:: Task objective ::
Can you retype the material below line for line, without changing a single character?

:: Source records ::
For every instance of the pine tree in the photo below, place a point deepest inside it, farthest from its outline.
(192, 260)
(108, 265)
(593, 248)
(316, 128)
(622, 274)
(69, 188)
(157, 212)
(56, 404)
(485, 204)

:: Full solution ::
For every instance of the pine tree in the photo below, place a point deepest inside it, farthest from its outline.
(192, 260)
(108, 265)
(593, 248)
(316, 128)
(622, 274)
(69, 188)
(157, 212)
(56, 404)
(485, 204)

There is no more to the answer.